## ARTIGO
+ + + + +

Esta postura possui amparo legal no preâmbulo do Art. 231 da Constituição Federal de 1988, que reconhece nossa organização social, costumes, línguas, crenças e tradições, e os direitos originários sobre as terras que tradicionalmente ocupamos. Ao reconhecer nossa organização social, o Estado Brasileiro reconhece a particular dinâmica política e as instâncias tradicionais para a tomada de decisões de cada povo originário e suas comunidades. Portanto, desrespeitar a maneira de agir e as decisões do Conselho do Povo Terena e de outras entidades tradicionais denota contradição e ausência de coerência por parte da Sra. Sônia Guajajara e do Sr. Luiz Henrique Eloy Amado e aliados. Eles dão a entender que não estariam apenas na posição de agentes ou servidores públicos do MPI, mas que seriam o próprio Estado nacional em carne e osso.
A crítica apresentada considera as frequentes ações regionais dos dois representantes do referido Ministério, os quais por vezes não atendem a convites para participarem de nossas assembleias e costumam visitar o estado para lançarem candidaturas políticas em tempos de eleições. As mesmas candidaturas, definidas em espaços outros que não no movimento indígena, não contam com o respaldo da imensa maioria de nossas lideranças tradicionais. Além disso, eles e seus aliados costumam impor ao Conselho do Povo Terena uma lógica política do mundo dos purutuye (“brancos” ou não indígenas na língua mãe), que contraria nossas articulações e instâncias tradicionais de decisões. Exemplo disso foi o que aconteceu no segundo semestre de 2023, durante a 16ª Grande Assembleia do Povo Terena, realizada na Aldeia Cabeceira, localizada no município de Nioaque, ocasião em que deliberamos a respeito da indicação de nova representação junto ao Conselho Nacional de Política Indigenista (CNPI). Intromissões dessa natureza causam cisões e conflitos internos, e, por conseguinte, buscam enfraquecer e tutelar o movimento indígena regional e nacional.

+ + + + +

## REGISTROS EXTRAÍDOS
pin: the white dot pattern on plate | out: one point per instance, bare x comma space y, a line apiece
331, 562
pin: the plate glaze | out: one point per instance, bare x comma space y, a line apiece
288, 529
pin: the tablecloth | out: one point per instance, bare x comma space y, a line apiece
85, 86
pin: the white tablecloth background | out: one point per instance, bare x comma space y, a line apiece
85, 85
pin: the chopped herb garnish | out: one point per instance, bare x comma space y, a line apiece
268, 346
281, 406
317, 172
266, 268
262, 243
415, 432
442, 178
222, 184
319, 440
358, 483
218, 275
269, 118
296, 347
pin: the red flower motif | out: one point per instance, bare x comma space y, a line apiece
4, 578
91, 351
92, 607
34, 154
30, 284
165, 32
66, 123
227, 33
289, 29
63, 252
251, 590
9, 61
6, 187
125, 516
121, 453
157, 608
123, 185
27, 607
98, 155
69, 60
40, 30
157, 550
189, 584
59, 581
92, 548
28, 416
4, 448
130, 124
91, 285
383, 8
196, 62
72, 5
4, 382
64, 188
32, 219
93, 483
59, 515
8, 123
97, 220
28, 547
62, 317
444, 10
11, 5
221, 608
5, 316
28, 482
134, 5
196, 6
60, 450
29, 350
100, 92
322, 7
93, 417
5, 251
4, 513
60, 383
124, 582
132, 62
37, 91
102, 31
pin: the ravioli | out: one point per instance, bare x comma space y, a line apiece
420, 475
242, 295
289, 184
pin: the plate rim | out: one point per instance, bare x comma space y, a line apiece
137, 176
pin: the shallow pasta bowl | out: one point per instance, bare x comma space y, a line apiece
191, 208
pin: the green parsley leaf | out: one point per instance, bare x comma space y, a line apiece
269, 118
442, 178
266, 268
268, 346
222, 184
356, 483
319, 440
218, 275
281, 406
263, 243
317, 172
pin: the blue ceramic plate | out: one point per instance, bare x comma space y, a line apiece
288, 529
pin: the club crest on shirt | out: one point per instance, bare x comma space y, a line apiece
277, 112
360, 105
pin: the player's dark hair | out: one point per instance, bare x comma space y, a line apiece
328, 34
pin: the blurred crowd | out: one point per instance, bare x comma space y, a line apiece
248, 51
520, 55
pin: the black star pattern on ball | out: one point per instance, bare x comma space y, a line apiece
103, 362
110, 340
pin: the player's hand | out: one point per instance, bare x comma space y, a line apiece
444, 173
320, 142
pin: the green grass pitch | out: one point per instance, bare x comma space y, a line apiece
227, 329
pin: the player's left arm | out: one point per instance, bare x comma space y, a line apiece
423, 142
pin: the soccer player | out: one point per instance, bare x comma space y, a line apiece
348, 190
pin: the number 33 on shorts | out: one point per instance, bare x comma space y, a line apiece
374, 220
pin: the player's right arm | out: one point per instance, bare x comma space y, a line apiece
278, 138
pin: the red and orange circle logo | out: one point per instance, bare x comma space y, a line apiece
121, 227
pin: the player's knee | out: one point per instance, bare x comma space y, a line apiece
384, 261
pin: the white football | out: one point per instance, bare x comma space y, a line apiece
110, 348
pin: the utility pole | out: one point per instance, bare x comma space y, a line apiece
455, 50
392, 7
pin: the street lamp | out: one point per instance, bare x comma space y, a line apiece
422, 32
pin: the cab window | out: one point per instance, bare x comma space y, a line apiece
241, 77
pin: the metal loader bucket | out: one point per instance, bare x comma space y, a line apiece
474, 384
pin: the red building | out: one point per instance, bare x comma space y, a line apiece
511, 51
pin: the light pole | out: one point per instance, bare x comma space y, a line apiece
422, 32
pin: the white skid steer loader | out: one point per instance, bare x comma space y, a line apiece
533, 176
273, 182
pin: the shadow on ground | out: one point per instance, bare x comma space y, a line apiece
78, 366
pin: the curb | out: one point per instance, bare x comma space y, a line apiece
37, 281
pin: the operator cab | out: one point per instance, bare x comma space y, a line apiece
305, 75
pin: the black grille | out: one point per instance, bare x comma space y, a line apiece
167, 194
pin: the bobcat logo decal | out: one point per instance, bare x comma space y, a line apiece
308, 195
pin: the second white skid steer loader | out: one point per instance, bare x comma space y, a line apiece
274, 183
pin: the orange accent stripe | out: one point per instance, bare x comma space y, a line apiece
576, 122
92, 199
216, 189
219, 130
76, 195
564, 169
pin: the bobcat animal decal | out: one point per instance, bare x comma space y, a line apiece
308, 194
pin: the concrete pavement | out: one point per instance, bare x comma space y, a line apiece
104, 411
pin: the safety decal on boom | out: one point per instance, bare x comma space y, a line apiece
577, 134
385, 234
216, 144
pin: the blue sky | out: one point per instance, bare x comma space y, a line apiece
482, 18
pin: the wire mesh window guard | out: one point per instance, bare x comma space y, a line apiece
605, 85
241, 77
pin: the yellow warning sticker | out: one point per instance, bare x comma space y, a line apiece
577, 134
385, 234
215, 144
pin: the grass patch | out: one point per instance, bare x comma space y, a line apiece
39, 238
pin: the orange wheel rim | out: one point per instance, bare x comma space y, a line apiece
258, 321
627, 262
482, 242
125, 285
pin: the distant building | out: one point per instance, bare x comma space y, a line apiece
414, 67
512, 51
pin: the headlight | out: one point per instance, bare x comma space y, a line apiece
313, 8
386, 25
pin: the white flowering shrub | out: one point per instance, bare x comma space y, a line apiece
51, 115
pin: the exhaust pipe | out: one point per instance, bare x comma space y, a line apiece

+ + + + +

## TAREFAS
1. Duplique o trecho do artigo que vai de "Esta postura possui" até "carne e osso.", incluindo este último.
2. Escreva a parte seguinte do artigo sobre o Conselho do Povo Terena, começando logo depois da última frase.

## RESULTADOS
1.
Esta postura possui amparo legal no preâmbulo do Art. 231 da Constituição Federal de 1988, que reconhece nossa organização social, costumes, línguas, crenças e tradições, e os direitos originários sobre as terras que tradicionalmente ocupamos. Ao reconhecer nossa organização social, o Estado Brasileiro reconhece a particular dinâmica política e as instâncias tradicionais para a tomada de decisões de cada povo originário e suas comunidades. Portanto, desrespeitar a maneira de agir e as decisões do Conselho do Povo Terena e de outras entidades tradicionais denota contradição e ausência de coerência por parte da Sra. Sônia Guajajara e do Sr. Luiz Henrique Eloy Amado e aliados. Eles dão a entender que não estariam apenas na posição de agentes ou servidores públicos do MPI, mas que seriam o próprio Estado nacional em carne e osso.

2.
Além disso, no começo do mês de junho do corrente ano, tomamos conhecimento da inauguração, na capital de Mato Grosso do Sul, da chamada Embaixada Indígena, que seria uma extensão do projeto “Aldear a Política”, conforme noticiado pela imprensa local. Segundo informado pelo jornal Campo Grande News, em 04/06/2024, por meio da matéria “Espaço de luta e política, Embaixada Indígena inaugura com presença de ministra”, assinada pela jornalista Jéssica Fernandes, “a embaixada pretende ser lugar de resistência do movimento indígena e político. No sábado, o endereço também abre as portas para o projeto ‘Aldear a Política’, que em Mato Grosso do Sul é representado por Val Eloy”. Na matéria consta a seguinte afirmativa atribuída a mesma senhora citada no texto: “A gente retorna abrangendo todos os municípios, a ideia é alcançar 16 (candidatos) em todo Estado. Vendo a intensidade e sucesso que tivemos, viemos agregando os pré-candidatos vendo que esse espaço é nosso”.
A contradição indicada está explícita na criação da Embaixada Indígena e seus propósitos. Reside no objetivo de a entidade chapa-branca querer lançar candidaturas de pessoas que não possuem respaldo político de suas próprias comunidades, tampouco do Conselho do Povo Terena ou de outras entidades tradicionais atuantes no estado. Além disso, tomamos conhecimento que vários nomes chancelados pela entidade oficial buscam tão somente inviabilizar a eleição e a reeleição de vereadores indígenas em vários municípios sul-mato-grossenses.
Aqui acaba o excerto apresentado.